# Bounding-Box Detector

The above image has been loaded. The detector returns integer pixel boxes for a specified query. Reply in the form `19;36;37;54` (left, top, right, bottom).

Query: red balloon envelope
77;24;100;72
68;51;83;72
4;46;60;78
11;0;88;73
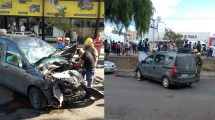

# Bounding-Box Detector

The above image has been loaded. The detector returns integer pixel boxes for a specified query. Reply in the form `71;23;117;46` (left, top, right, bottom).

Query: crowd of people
103;39;139;56
104;38;214;58
182;40;214;58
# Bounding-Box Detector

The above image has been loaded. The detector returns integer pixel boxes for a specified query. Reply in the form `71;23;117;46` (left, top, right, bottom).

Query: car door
1;45;29;93
140;55;154;77
150;54;165;81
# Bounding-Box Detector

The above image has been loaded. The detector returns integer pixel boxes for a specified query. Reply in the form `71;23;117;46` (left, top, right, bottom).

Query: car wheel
29;87;47;109
162;77;170;88
136;69;143;81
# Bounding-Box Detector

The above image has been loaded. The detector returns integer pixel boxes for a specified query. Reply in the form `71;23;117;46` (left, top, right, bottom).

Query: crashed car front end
36;56;89;108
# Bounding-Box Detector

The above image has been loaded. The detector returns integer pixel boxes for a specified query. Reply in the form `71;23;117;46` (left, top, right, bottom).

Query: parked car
104;61;116;73
136;50;198;88
0;36;103;109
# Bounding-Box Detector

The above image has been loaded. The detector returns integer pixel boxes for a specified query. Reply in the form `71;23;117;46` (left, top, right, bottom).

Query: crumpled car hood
34;42;104;108
50;42;78;60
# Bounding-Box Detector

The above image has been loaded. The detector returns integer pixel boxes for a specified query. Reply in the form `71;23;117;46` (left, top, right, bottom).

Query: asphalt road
105;73;215;120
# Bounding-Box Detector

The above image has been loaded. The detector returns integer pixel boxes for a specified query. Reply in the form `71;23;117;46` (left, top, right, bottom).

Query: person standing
197;41;202;53
138;39;145;52
125;40;130;56
137;39;147;63
20;23;26;32
183;40;189;48
70;48;95;87
115;41;121;56
193;42;197;50
85;37;99;67
104;39;110;56
193;49;202;83
93;33;103;58
112;41;116;53
188;41;192;50
144;38;149;52
172;40;177;51
120;42;125;55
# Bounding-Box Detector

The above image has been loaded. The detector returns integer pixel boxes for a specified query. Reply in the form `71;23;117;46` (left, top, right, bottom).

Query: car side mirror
18;61;26;69
18;62;23;68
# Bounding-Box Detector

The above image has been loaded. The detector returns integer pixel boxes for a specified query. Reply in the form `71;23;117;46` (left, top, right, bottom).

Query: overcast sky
152;0;215;35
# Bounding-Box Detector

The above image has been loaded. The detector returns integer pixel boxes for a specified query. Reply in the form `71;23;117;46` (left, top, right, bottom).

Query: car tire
29;87;47;109
136;69;143;81
162;77;171;88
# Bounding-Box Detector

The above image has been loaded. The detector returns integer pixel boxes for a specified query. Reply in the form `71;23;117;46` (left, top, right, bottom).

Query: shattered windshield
20;39;56;64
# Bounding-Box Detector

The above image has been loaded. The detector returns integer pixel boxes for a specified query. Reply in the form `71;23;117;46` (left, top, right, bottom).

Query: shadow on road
139;78;195;90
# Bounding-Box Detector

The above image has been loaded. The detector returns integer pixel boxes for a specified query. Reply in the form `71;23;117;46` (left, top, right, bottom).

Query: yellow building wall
0;0;104;18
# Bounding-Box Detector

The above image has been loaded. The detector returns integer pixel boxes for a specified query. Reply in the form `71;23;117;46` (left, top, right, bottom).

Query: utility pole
42;0;45;40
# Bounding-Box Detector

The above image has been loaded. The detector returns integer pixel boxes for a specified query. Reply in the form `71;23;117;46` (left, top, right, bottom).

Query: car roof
0;35;43;48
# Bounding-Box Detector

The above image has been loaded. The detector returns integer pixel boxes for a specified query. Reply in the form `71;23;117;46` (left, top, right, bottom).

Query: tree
163;28;184;47
105;0;154;36
163;28;183;41
51;9;72;43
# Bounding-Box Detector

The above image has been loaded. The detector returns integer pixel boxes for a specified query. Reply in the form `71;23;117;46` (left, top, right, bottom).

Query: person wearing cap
56;37;62;44
70;48;95;87
193;49;202;82
85;37;99;67
56;37;64;49
93;33;103;58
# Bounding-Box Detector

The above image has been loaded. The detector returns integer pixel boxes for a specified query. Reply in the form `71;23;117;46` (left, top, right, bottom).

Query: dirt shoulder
202;57;215;72
105;55;138;71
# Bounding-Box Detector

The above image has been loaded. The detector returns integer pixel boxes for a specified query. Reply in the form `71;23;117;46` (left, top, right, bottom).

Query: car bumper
170;77;196;85
104;67;116;73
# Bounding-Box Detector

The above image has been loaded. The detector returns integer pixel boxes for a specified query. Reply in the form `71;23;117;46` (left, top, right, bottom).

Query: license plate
181;74;188;77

_ _ _ _ _ _ _

What the exercise asks
Please give the data again unaltered, leaving out any images.

Finished task
# Bounding-Box Detector

The above image has been loaded. The detector returns integer pixel boxes for a specified query. Reply in the form `19;36;37;54` (left, top, right, bottom).

Query: red balloon envelope
77;24;100;72
68;51;83;72
4;46;60;78
11;0;88;73

# Bounding-Box Detector

The above image has been loaded. The detector returns integer pixel boxes for a specified query. Reply in the form `71;23;117;46` (left, top, right, bottom).

Query: crowd of people
103;39;139;56
104;38;214;58
182;40;214;58
# Bounding-Box Detector

The above image has been loaded. The detector returns integer pixel boxes for a specified query. Reply in the form `71;23;117;46` (left, top, right, bottom).

Query: car door
1;45;29;93
140;55;154;77
150;54;165;81
# Bounding-Box Detector

The above image has been loaded. The detector returns integer pixel boxes for a specified query. Reply in the form `71;23;117;46` (left, top, right, bottom).

Query: car wheel
29;87;47;109
162;77;170;88
136;69;143;81
# Bounding-Box Detector

The above image has been loaded. The detector returns integer pixel boxes for a specified query. Reply in the form `71;23;117;46` (left, top, right, bottom).

Query: crashed car front end
36;56;89;108
# Bounding-Box Detector

The above image has been loaded. The detector returns integer pixel boxes for a specified query. Reply in the form `71;23;117;46` (left, top, right, bottom).

Query: parked car
104;61;116;73
136;50;198;88
0;36;103;109
# Bounding-Box Detector

The above image has been loaded. The detector returns integer pixel boxes for a specified query. Reply in the form `71;23;117;46` (left, top, right, bottom).

Query: crumpled car hood
34;42;104;108
50;42;78;60
# Bounding-Box Detector

The above image has been loaded. The detector returns integer pixel boxes for a specified query. Reply in the form `71;23;117;46` (left, top, right, bottom).

Query: asphalt road
105;73;215;120
# Bounding-Box Detector

The above image has been loaded. The detector returns integer pixel boxes for a specified query. Reply in the form `71;23;117;46` (left, top, right, bottom).

Query: person standing
197;41;202;53
138;39;145;52
125;40;130;56
137;39;147;63
20;23;26;32
183;40;189;48
70;48;95;87
115;41;121;56
193;42;197;50
85;37;99;67
104;39;110;56
193;49;202;83
93;33;103;58
112;41;116;53
188;41;192;50
144;38;149;52
172;40;177;51
120;42;125;55
# Bounding-Box Detector

The above image has been loaded. The detector returns integer pixel boxes for a specified query. Reply in the form `71;23;117;46` (left, top, right, bottom).

Query: car side mirror
18;61;26;69
18;62;23;68
# Bounding-Box Detector

The above image has been loaded. The detector returns integer pixel boxes for a specified query. Reply in the form `71;23;117;46` (left, top, right, bottom).

Query: overcast sky
152;0;215;35
# Bounding-Box Detector

The above image has been loaded. The detector returns integer pixel boxes for a specified query. Reply in the form `71;23;117;46` (left, top, right, bottom).

Query: car tire
29;87;47;109
136;69;143;81
162;77;171;88
# Bounding-Box Detector

The above image has been loaded. The detector returns integer pixel boxes for a specified query. Reply in the form `71;23;117;46` (left, top, right, bottom).

Query: shattered windshield
20;39;56;64
# Bounding-Box Detector

The above image has been loaded. The detector returns integer pixel boxes for a specified query. Reply in the form `71;23;117;46` (left, top, right, bottom).

Query: shadow on road
139;78;195;90
# Bounding-Box Detector

The above image has been loaded. The detector returns integer pixel boxes for a specified query. Reply in the form `71;23;117;46` (left, top, right, bottom).

Query: yellow building wall
0;0;104;18
# Bounding-Box Detector

The above image has been loaded. The detector returns integer pixel boxes for a specified query. Reply in the form `71;23;117;46` (left, top, right, bottom).

Query: utility pole
42;0;45;40
# Bounding-Box Detector

The above image has been loaded. The detector returns integer pixel boxes for a specified query. Reply in the form `71;23;117;46` (left, top, right, bottom).

Query: car roof
0;35;43;48
# Bounding-Box Detector

The above image has been loaded. The detector returns integer pixel boxes for a specified query. Reply in the form `71;23;117;46` (left, top, right, bottom).

Query: tree
163;28;184;47
105;0;154;36
163;28;183;41
51;9;72;43
# Bounding-Box Detector

The above image has been loaded. The detector returns integer pixel boxes for a specified query. Reply in the form `71;23;117;46` (left, top, right, bottom).

Query: person wearing cap
56;37;62;44
70;48;95;87
193;49;202;82
85;37;99;67
56;37;64;49
93;33;103;58
# Bounding-Box Detector

The above image has been loaded. The detector returns integer pixel boxes for a specified query. Reply in the form `71;23;117;46` (left, top, right, bottom).

Query: dirt shoulder
202;57;215;72
105;55;138;71
# Bounding-Box Detector

The above image has been loaded. The detector returns integer pixel boxes for a specified query. Reply in the form `71;23;117;46` (left, top, right, bottom).

Query: car bumper
170;77;196;85
104;67;116;73
# Bounding-Box Detector

The above image has been loaded. The detector returns integer pixel boxes for a specified query. Reply in the form `71;23;117;46` (left, top, right, bottom).

Query: license plate
181;74;188;77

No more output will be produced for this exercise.